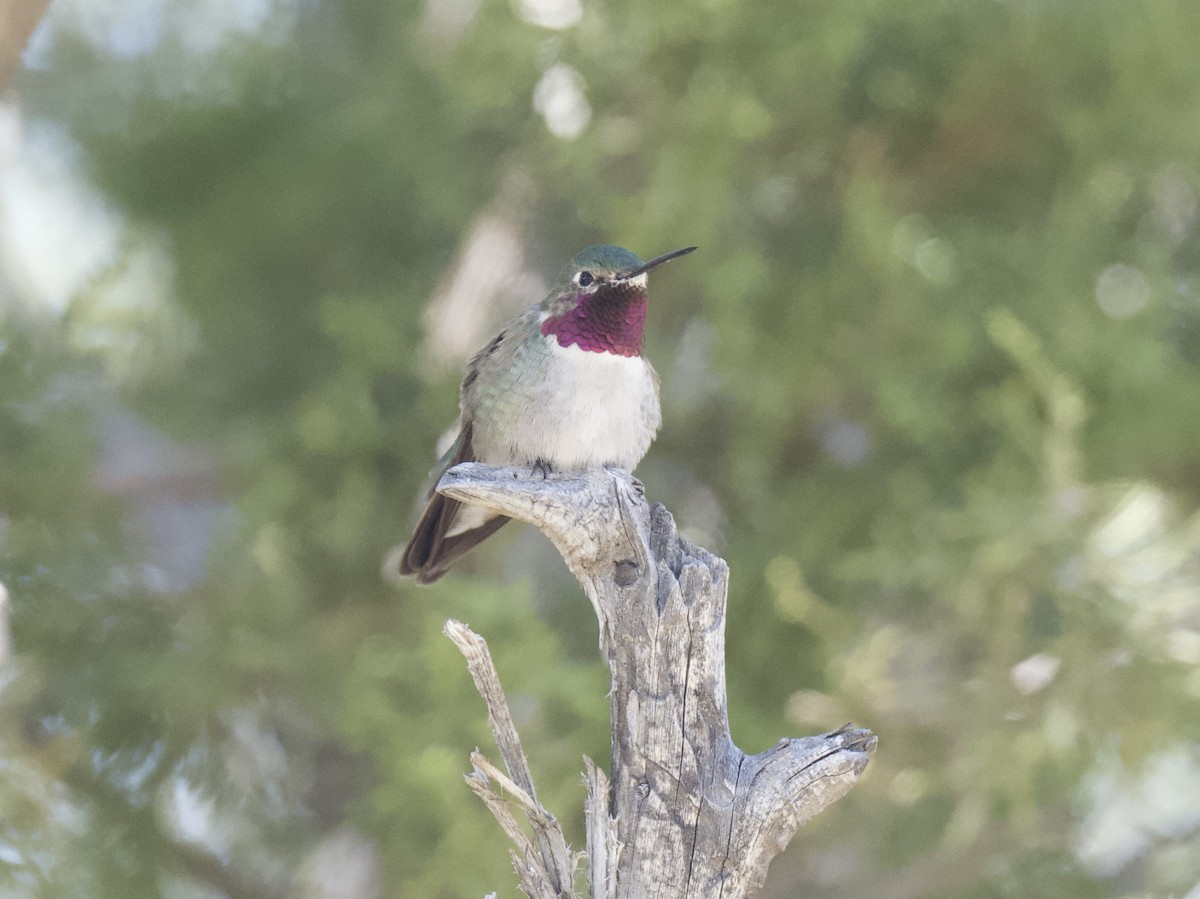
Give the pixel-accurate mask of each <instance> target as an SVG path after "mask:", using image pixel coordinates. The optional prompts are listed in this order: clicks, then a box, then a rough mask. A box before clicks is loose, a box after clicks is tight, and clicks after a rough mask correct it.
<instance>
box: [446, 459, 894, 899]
mask: <svg viewBox="0 0 1200 899" xmlns="http://www.w3.org/2000/svg"><path fill="white" fill-rule="evenodd" d="M438 490H439V491H440V492H443V493H445V495H446V496H449V497H451V498H454V499H460V501H462V502H467V503H472V504H475V505H482V507H486V508H488V509H491V510H493V511H497V513H500V514H503V515H508V516H510V517H514V519H520V520H522V521H527V522H529V523H532V525H534V526H536V527H538V528H539V529H541V531H542V532H544V533H545V534H546V535H547V537H548V538H550V539H551V540H552V541H553V543H554V545H556V546H557V547H558V551H559V552H560V553H562V555H563V558H564V559H565V561H566V564H568V567H569V568H570V569H571V573H572V574H575V576H576V577H577V579H578V581H580V583H581V585H582V587H583V589H584V592H586V593H587V595H588V599H589V600H590V601H592V605H593V607H594V609H595V612H596V618H598V621H599V625H600V647H601V651H602V653H604V654H605V659H606V661H607V664H608V669H610V672H611V675H612V693H611V701H612V757H613V760H612V772H613V773H612V783H611V809H612V816H611V819H612V821H613V822H614V825H616V840H617V847H616V851H608V850H606V855H605V865H606V868H608V869H607V870H606V873H605V876H604V880H605V881H607V882H610V883H612V882H614V885H616V888H614V892H612V893H611V894H612V895H614V897H622V898H625V897H628V898H629V899H632V898H634V897H643V895H655V897H659V898H660V899H673V898H676V897H678V898H679V899H683V897H709V895H712V897H716V895H720V897H724V898H725V899H733V898H736V897H746V895H750V894H752V893H754V892H755V891H757V888H758V887H760V886H761V885H762V882H763V880H764V879H766V876H767V865H768V864H769V863H770V859H772V858H773V857H774V856H775V855H778V853H779V852H780V851H781V850H782V849H784V847H785V846H786V845H787V843H788V841H790V840H791V838H792V835H793V834H794V833H796V831H797V828H799V827H800V826H802V825H803V823H804V822H805V821H808V820H809V819H811V817H812V816H814V815H816V814H817V813H818V811H821V810H822V809H824V808H827V807H828V805H829V804H832V803H833V802H835V801H836V799H839V798H841V797H842V796H844V795H845V793H846V792H847V791H848V790H850V787H851V786H853V784H854V781H856V780H857V779H858V777H859V775H860V774H862V773H863V771H864V768H865V767H866V763H868V761H869V759H870V756H871V754H872V753H874V750H875V744H876V738H875V736H874V735H872V733H871V732H870V731H865V730H858V729H853V727H850V726H848V725H847V726H845V727H841V729H839V730H835V731H832V732H830V733H824V735H821V736H816V737H803V738H798V739H782V741H780V742H779V743H778V744H776V745H775V747H773V748H770V749H768V750H766V751H764V753H760V754H757V755H746V754H745V753H743V751H742V750H740V749H738V748H737V747H736V745H734V744H733V741H732V738H731V736H730V724H728V707H727V703H726V690H725V611H726V595H727V588H728V567H727V565H726V564H725V562H724V561H722V559H720V558H718V557H716V556H714V555H712V553H710V552H708V551H706V550H703V549H701V547H698V546H695V545H694V544H691V543H690V541H689V540H686V539H684V538H680V537H679V534H678V533H677V531H676V526H674V520H673V519H672V517H671V514H670V513H668V511H667V510H666V509H665V508H664V507H661V505H653V507H650V505H649V504H647V502H646V499H644V497H643V493H642V489H641V484H638V483H637V481H636V480H635V479H634V478H632V477H631V475H629V474H628V473H626V472H623V471H618V469H596V471H592V472H586V473H582V474H552V475H550V477H548V478H542V477H540V475H532V474H530V473H529V472H528V471H527V469H521V468H492V467H490V466H484V465H480V463H475V462H468V463H463V465H458V466H455V467H454V468H451V469H450V471H449V472H446V473H445V474H444V475H443V478H442V480H440V483H439V484H438ZM613 861H614V862H616V871H612V870H611V868H610V867H611V864H612V862H613ZM594 888H595V887H593V889H594Z"/></svg>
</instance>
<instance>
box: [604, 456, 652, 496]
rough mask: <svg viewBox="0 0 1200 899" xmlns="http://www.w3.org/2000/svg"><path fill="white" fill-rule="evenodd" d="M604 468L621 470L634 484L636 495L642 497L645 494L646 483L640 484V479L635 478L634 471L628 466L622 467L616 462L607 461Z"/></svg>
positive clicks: (610, 471)
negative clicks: (628, 475) (625, 474)
mask: <svg viewBox="0 0 1200 899" xmlns="http://www.w3.org/2000/svg"><path fill="white" fill-rule="evenodd" d="M604 468H605V471H606V472H622V473H624V474H628V475H629V480H630V483H631V484H632V485H634V490H636V491H637V496H640V497H644V496H646V485H644V484H642V481H640V480H638V479H637V478H635V477H634V473H632V472H630V471H629V469H628V468H624V467H622V466H619V465H617V463H616V462H608V463H606V465H605V467H604Z"/></svg>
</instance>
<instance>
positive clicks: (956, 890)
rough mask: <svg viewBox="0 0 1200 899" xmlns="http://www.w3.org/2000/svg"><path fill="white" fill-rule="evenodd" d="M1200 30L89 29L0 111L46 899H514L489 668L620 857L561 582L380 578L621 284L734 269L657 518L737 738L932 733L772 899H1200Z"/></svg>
mask: <svg viewBox="0 0 1200 899" xmlns="http://www.w3.org/2000/svg"><path fill="white" fill-rule="evenodd" d="M1198 34H1200V6H1198V5H1196V4H1188V2H1176V1H1174V0H1156V1H1154V2H1130V1H1120V2H1118V1H1117V0H1100V1H1099V2H1064V4H1044V2H1036V1H1034V0H1006V1H1000V0H973V1H971V2H959V4H950V2H911V1H910V0H899V1H898V2H889V4H881V2H871V1H869V0H852V1H850V2H842V4H836V5H830V4H816V2H805V1H799V2H762V4H752V5H749V4H738V2H733V1H732V0H704V2H701V4H682V2H661V4H638V2H634V1H632V0H512V1H511V2H499V1H493V0H421V1H420V2H418V1H416V0H408V1H404V0H401V1H400V2H378V1H377V0H343V1H342V2H337V4H335V2H331V1H329V0H248V1H247V2H241V4H229V2H221V1H220V0H138V1H137V2H132V4H130V2H124V4H122V2H116V0H56V2H54V4H52V5H50V7H49V10H48V11H47V13H46V17H44V18H43V19H42V22H41V25H40V26H38V29H37V31H36V32H35V34H34V36H32V40H31V41H30V43H29V46H28V47H26V49H25V52H24V55H23V58H22V59H23V64H24V65H23V67H22V71H19V72H17V74H16V78H14V80H13V84H12V86H11V89H10V91H8V94H7V96H6V100H5V101H4V104H2V106H0V241H2V242H0V583H2V585H4V588H2V589H0V606H2V609H4V610H5V612H6V618H7V621H6V625H5V627H6V628H7V631H8V633H4V631H0V649H2V652H4V654H5V655H6V659H5V661H4V664H5V671H4V675H2V681H0V687H2V689H0V897H97V898H104V897H151V895H164V897H173V898H176V899H191V898H192V897H221V895H224V897H272V895H278V897H284V895H288V897H310V898H312V899H316V898H318V897H322V898H324V897H364V898H366V899H371V898H372V897H385V895H386V897H396V895H404V897H422V898H424V897H448V898H449V897H479V895H482V894H484V893H485V892H487V891H491V889H498V891H499V893H500V895H514V894H515V893H516V889H515V886H514V883H515V879H514V876H512V874H511V870H510V869H509V862H508V858H506V845H505V840H504V838H503V835H502V834H500V832H499V829H498V828H497V827H496V826H494V823H493V822H492V820H491V817H490V816H488V815H487V813H486V811H485V809H484V808H482V807H481V804H480V803H479V802H478V801H476V799H475V798H474V797H473V796H472V795H470V793H469V791H468V790H467V789H466V786H464V785H463V784H462V781H461V774H462V772H463V771H464V769H466V767H467V765H468V763H467V754H468V753H469V750H470V749H473V748H474V747H476V745H480V747H482V748H484V749H485V751H488V749H490V745H491V738H490V733H488V731H487V727H486V721H485V713H484V706H482V703H481V702H480V701H479V699H478V696H476V695H475V694H474V690H473V688H472V687H470V682H469V678H468V676H467V673H466V671H464V669H463V665H462V661H461V659H460V658H458V657H457V654H456V652H455V651H454V648H452V647H451V646H450V645H449V642H448V641H445V640H444V639H443V637H442V636H440V633H439V631H440V625H442V622H443V621H444V618H446V617H448V616H455V617H460V618H463V619H466V621H468V622H469V623H470V624H472V625H473V627H475V628H476V629H478V630H480V631H481V633H482V634H484V635H485V636H487V639H488V640H490V642H491V646H492V648H493V652H494V653H496V655H497V663H498V665H499V669H500V673H502V677H504V678H505V685H506V688H508V689H509V691H510V696H511V699H512V701H514V703H515V712H516V714H517V717H518V724H520V726H521V729H522V733H523V737H524V738H526V741H527V744H528V748H529V750H530V755H532V762H533V767H534V772H535V777H536V778H538V779H539V787H540V789H541V790H542V791H544V797H542V798H544V801H545V802H546V804H547V805H548V807H550V808H552V809H554V810H556V813H557V814H558V815H559V816H560V817H562V819H563V820H564V821H565V822H569V825H570V827H571V828H572V829H571V832H570V833H571V835H572V838H574V843H575V845H581V844H582V823H581V807H582V797H583V790H582V786H581V784H580V771H581V767H582V763H581V755H582V754H583V753H588V754H590V755H593V756H594V757H596V759H598V760H606V759H607V711H608V706H607V700H606V697H605V691H606V689H607V679H606V672H605V671H604V669H602V666H601V664H600V660H599V655H598V653H596V649H595V622H594V619H593V616H592V612H590V610H589V609H588V605H587V603H586V601H584V600H583V597H582V594H581V592H580V589H578V587H577V586H576V585H575V582H574V581H572V580H571V579H570V576H569V575H568V573H566V571H565V568H564V567H563V564H562V562H560V561H559V559H558V557H557V555H556V553H554V552H553V550H552V549H551V547H550V545H548V544H547V543H545V541H544V540H542V539H541V538H540V537H539V535H538V534H535V533H532V532H530V531H529V529H528V528H518V527H512V528H510V529H506V531H505V533H504V534H503V535H502V537H499V538H497V539H494V540H493V541H490V543H488V544H487V545H486V547H484V549H481V550H480V551H478V552H475V553H474V555H473V556H472V557H470V558H469V561H468V562H464V563H463V564H461V565H460V567H458V568H457V569H456V570H455V573H454V574H451V575H450V576H448V577H446V579H445V580H444V581H442V582H439V583H438V585H437V586H436V587H431V588H415V587H414V586H413V585H410V583H401V585H395V583H389V582H386V581H385V580H384V579H383V577H382V576H380V574H379V568H380V561H382V559H383V558H384V556H385V553H386V551H388V550H389V547H390V546H391V545H394V544H396V543H400V541H403V540H404V539H406V538H407V533H408V528H409V526H410V525H412V521H413V517H414V515H415V509H416V505H415V503H416V498H418V495H419V492H420V490H421V485H422V481H424V479H425V477H426V473H427V472H428V469H430V467H431V465H432V462H433V460H434V457H436V451H434V446H436V444H437V440H438V438H439V434H442V433H443V432H444V430H445V428H446V427H449V426H450V424H451V421H452V419H454V414H455V412H456V385H457V380H458V377H460V374H461V368H462V364H463V361H464V359H466V358H467V356H468V355H469V354H470V353H472V352H473V350H474V349H476V348H478V347H479V346H480V344H481V343H482V342H484V341H485V340H486V337H487V336H488V332H490V331H491V329H492V328H493V326H494V325H496V324H497V323H499V322H500V320H503V319H504V318H506V317H508V316H510V314H511V313H514V312H515V311H517V310H518V308H521V307H523V306H526V305H529V304H530V302H533V301H535V300H538V299H540V296H541V292H542V290H544V288H545V284H546V280H547V278H548V277H552V276H553V275H554V274H556V272H557V271H558V269H559V266H560V265H562V264H563V262H564V260H565V259H566V258H568V257H569V256H570V254H571V253H574V252H575V251H576V250H578V248H580V247H581V246H583V245H586V244H589V242H598V241H605V242H616V244H620V245H624V246H629V247H631V248H632V250H635V251H636V252H638V253H640V254H642V256H649V254H653V253H659V252H664V251H666V250H671V248H673V247H676V246H682V245H688V244H697V245H700V246H701V252H698V253H696V254H695V256H692V257H689V258H688V259H686V260H684V262H680V263H678V264H677V265H672V266H670V269H664V270H662V271H661V272H659V274H658V275H656V277H655V286H654V289H653V300H652V312H650V320H649V334H648V355H649V356H650V359H653V360H654V361H655V364H656V366H658V368H659V371H660V373H661V376H662V382H664V415H665V426H664V428H662V432H661V433H660V437H659V439H658V442H656V444H655V445H654V448H653V449H652V451H650V455H649V456H648V459H647V460H646V462H644V463H643V465H642V467H641V469H640V475H641V477H642V479H643V480H644V481H646V485H647V490H648V493H649V496H650V497H652V498H653V499H658V501H661V502H665V503H666V504H667V505H668V508H671V509H672V510H673V511H674V514H676V516H677V517H678V520H679V522H680V526H682V527H683V529H684V532H685V533H686V534H689V535H690V537H692V538H694V539H695V540H697V541H698V543H701V544H703V545H706V546H708V547H709V549H712V550H714V551H715V552H719V553H720V555H722V556H724V557H725V558H726V559H727V561H728V562H730V565H731V569H732V588H731V597H730V647H728V681H730V691H731V706H732V717H733V736H734V739H736V741H737V742H738V743H739V744H740V745H742V747H743V748H745V749H748V750H750V751H758V750H761V749H763V748H766V747H767V745H769V744H770V743H773V742H774V741H775V739H776V738H778V737H780V736H782V735H785V733H787V735H799V733H811V732H817V731H822V730H829V729H832V727H835V726H838V725H840V724H842V723H844V721H846V720H853V721H854V723H857V724H860V725H864V726H869V727H871V729H874V730H875V731H877V732H878V735H880V737H881V743H880V750H878V754H877V756H876V759H875V761H874V762H872V765H871V768H870V769H869V773H868V775H866V778H865V779H864V780H863V783H860V784H859V785H858V786H857V787H856V789H854V790H853V791H852V792H851V795H850V796H848V797H847V798H846V799H845V801H842V802H840V803H839V804H838V805H835V807H834V808H833V809H832V810H829V811H828V813H826V814H824V815H823V816H821V817H818V819H817V820H816V821H814V822H812V823H811V825H809V826H808V827H806V828H804V829H803V831H800V833H799V835H798V837H797V839H796V840H794V843H793V845H792V847H791V849H790V850H788V851H787V852H786V853H785V855H784V856H781V857H780V858H779V859H776V862H775V864H774V865H773V868H772V873H770V879H769V881H768V886H767V889H766V893H764V894H766V895H770V897H793V895H803V897H830V898H833V897H857V895H880V897H889V898H892V897H971V898H978V899H992V898H997V899H998V898H1001V897H1014V898H1015V897H1022V898H1024V897H1056V898H1060V897H1180V898H1181V899H1182V898H1183V897H1188V898H1189V899H1198V897H1200V513H1198V509H1200V216H1198V196H1200V193H1198V192H1200V164H1198V148H1200V53H1198V52H1196V47H1198V44H1196V37H1195V36H1196V35H1198ZM5 594H6V601H5V599H4V598H5Z"/></svg>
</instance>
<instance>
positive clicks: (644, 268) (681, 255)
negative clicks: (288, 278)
mask: <svg viewBox="0 0 1200 899" xmlns="http://www.w3.org/2000/svg"><path fill="white" fill-rule="evenodd" d="M695 248H696V247H694V246H685V247H684V248H683V250H672V251H671V252H670V253H662V256H655V257H654V258H653V259H650V260H649V262H643V263H642V264H641V265H638V266H637V268H636V269H634V270H632V271H625V272H623V274H622V276H620V280H622V281H624V280H625V278H630V277H637V276H638V275H641V274H643V272H647V271H649V270H650V269H653V268H654V266H655V265H661V264H662V263H665V262H671V260H672V259H678V258H679V257H680V256H686V254H688V253H690V252H691V251H692V250H695Z"/></svg>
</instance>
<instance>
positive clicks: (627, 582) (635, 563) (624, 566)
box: [612, 559, 641, 587]
mask: <svg viewBox="0 0 1200 899" xmlns="http://www.w3.org/2000/svg"><path fill="white" fill-rule="evenodd" d="M640 570H641V567H640V565H638V564H637V562H636V561H635V559H617V561H616V562H613V563H612V582H613V583H616V585H617V586H618V587H632V586H634V585H635V583H637V574H638V571H640Z"/></svg>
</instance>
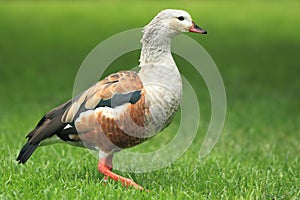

---------------

In the listing above, find the line with "468L621 470L634 484L636" and the line with "positive clicks: (610, 471)", then print exactly those two lines and every line between them, and nothing more.

rough mask: <svg viewBox="0 0 1200 899" xmlns="http://www.w3.org/2000/svg"><path fill="white" fill-rule="evenodd" d="M604 468L621 470L634 484L636 495L642 497L645 494L646 483L640 484V479L635 478L634 471L628 466L622 467L616 462L607 461Z"/></svg>
positive clicks: (610, 471)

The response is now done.